Instructions to follow >> Copy every record below exactly.

(Entries from a pointing dataset)

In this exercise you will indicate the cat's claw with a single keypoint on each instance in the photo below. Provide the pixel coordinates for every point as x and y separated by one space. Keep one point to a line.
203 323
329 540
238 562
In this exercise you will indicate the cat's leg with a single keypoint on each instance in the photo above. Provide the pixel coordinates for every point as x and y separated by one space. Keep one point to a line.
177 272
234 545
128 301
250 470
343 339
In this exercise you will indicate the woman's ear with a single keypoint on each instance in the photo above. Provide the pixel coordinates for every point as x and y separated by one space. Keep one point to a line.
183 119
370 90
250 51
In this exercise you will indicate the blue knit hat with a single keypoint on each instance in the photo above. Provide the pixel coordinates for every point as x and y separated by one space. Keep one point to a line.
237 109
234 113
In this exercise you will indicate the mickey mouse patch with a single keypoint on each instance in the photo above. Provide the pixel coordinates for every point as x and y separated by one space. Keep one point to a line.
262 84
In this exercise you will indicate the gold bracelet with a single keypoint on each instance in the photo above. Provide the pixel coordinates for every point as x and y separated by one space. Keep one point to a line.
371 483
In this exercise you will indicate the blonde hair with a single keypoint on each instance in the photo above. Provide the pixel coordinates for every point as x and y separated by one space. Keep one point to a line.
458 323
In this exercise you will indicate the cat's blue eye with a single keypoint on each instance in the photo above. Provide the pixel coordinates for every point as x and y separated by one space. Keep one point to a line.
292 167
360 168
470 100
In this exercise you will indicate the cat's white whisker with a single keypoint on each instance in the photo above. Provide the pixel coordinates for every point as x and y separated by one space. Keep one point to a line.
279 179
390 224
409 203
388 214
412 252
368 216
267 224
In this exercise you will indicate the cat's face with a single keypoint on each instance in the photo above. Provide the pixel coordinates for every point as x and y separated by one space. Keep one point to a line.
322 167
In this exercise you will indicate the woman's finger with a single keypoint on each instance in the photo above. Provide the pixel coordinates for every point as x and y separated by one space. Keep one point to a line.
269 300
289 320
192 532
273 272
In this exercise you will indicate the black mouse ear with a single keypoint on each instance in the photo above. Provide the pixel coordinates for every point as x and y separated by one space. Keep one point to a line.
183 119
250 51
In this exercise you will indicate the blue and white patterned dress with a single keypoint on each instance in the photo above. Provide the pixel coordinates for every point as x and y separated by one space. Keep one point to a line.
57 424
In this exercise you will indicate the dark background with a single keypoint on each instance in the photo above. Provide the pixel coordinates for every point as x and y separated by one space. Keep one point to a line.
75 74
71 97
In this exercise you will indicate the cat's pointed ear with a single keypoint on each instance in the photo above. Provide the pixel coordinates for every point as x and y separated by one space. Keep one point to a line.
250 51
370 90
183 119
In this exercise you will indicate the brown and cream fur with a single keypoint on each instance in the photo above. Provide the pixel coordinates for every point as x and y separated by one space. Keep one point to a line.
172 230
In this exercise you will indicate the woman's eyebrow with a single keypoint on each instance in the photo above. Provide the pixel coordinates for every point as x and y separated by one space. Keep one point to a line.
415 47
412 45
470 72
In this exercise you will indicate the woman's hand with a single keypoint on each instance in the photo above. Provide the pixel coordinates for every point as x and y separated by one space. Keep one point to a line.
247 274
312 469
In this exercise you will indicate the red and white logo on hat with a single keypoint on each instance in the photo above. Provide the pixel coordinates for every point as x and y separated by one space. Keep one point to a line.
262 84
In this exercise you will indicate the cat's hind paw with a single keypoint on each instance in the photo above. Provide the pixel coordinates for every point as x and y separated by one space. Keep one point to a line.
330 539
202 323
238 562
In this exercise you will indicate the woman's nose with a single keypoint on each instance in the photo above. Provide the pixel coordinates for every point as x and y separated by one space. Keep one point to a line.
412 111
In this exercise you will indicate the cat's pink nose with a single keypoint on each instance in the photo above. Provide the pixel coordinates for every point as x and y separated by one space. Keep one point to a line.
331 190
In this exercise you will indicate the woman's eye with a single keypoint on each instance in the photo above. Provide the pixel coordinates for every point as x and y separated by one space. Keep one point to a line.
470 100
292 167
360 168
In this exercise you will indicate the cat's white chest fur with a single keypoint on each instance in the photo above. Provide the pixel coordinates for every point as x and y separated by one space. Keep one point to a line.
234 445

Reply >>
In this exercise you will indicate the cat's claw with a single keypoint on each instance in the photo below. Provide the pixel coordinates for every point as x and y separated by one space. Keep one point to a line.
203 323
329 540
238 562
In this exercise you will indicate the cat's leg with a single keypoint on each instance in the photo above. Provide the pixel coordinates for every point as x and y separated by one space. Keep one point to a line.
177 272
234 545
128 301
250 470
343 339
In this exercise you will indicate the woman's ear with a single keypoint on each instance in the photo above. Provide the pixel coordinates for every point as x and y separated by one space. Keep one point to a line.
183 119
370 90
250 51
In this exercise you will indicate the blue knit hat with a single keypoint on each instance in the photo above. Provide the pixel coordinates for every point as x and y separated by one space. Keep one point to a line.
237 109
234 113
In this exercise you will indicate the mickey mouse patch with a single keypoint on each instance in the photo above. Provide the pixel coordinates for every point as x and y separated by one space. Keep one point to a line.
262 84
In this exercise you will indicate the gold bracelet with a single keypoint on each instance in the photo above. Provide the pixel coordinates for every point as x and y separated by one space. Keep one point to a line.
371 483
In this exercise you will indicate the blonde hair with a single keypoint on each instance in the photo above. Provide the pixel coordinates for every point as x and y separated by one space. Keep one point to a line.
458 323
In this exercise you will indicate the cat's blue eye with a single keypoint on each instance in the photo above. Provide the pixel coordinates for every point as x and y separated by one space. Keep one point to a line.
292 167
360 168
470 100
In this exercise you will indicate the cat's white whisker with a single keypoint on each instance in the photo above. Provide the pixel coordinates for every point as x and y separated by one space. Keep one point to a line.
279 179
390 224
409 203
388 214
412 252
368 216
267 224
In this exercise you will indicate the cat's face with a single keypoint on each instance in the photo above. Provide the pixel coordinates for every point as x and y separated by one space. Keep one point to a line.
322 167
In this exercise you will indicate the woman's finger with a single keypoint on each instance in the photo above. Provide the pixel coordinates for every point as x and y separated by one space. Keep one point to a line.
269 300
289 320
192 532
273 272
In this exercise you will indicate the black mouse ear with a single keypoint on each instance in the photo above. Provide the pixel coordinates for every point as x and y separated by one space. Keep one point to a line.
183 119
250 51
In this exercise you will indicate the blue and white patterned dress with a single keypoint on each instance in the photo above. Provide the pixel coordinates for every point as x and y separated by one space. Keep one point to a line.
57 424
In this exercise you will indicate the dark background with a single keypoint on each instance in the photo above. Provide the pixel coordinates for every point as x and y separated by one space. Keep one point to a line.
75 74
71 97
In this exercise you will indicate the cat's pointed ear with a single keypoint on each instance in the photo above. Provide the pixel coordinates for every point as x and y separated by one space. Keep one point to a line.
250 51
370 90
183 119
In this exercise you will indicate the brown and cream fur with a single keypoint on each instance in the photo above. Provide the pixel coordinates for every point as x and y separated by one space. Keep one point to a line.
172 230
In this exercise you will indicate the woman's eyebrow with a single keypoint on each instance in the photo above. Provide the pixel coordinates for every point as x and y separated by one space. Keep one point to a line.
415 47
412 45
470 72
In this exercise you will indicate the woman's hand with a single keypoint on each instance in the photo above. Provide the pixel coordinates for every point as x and y separated by one space. Keep one point to a line.
247 274
312 469
In this exercise you will indicate the red and white logo on hat with a single keypoint on each instance in the photo above. Provide the pixel coordinates for every point as x and y separated by one space. Keep one point to a line.
262 84
In this exercise you will indicate the cat's hind paw with a single keypoint on each instance in the photo above. Provide the pixel coordinates for every point as x and y separated by one space. Keep one point to a line.
330 539
202 323
238 562
In this exercise you will indicate the woman's nose with a single keypoint on each instance in the photo above. Provide the pixel coordinates for every point as x and y separated by one space. Keep one point to a line.
412 111
In this exercise you will indicate the cat's pink nose with a single keypoint on each instance in the photo above. Provide the pixel coordinates for every point as x and y separated by one space. Keep one point to a line.
331 190
In this exercise you will indicate the woman's eye with a single keypoint on each instance in the photo above. Provide the pixel coordinates for every point as x and y separated by one space. Keep one point to a line.
470 100
292 167
360 168
In this exercise you will indicate the cat's white chest fur with a single keypoint on each instance in the photo above. Provide the pixel coordinates for every point as x and y separated by one space. Keep one point to a line.
234 445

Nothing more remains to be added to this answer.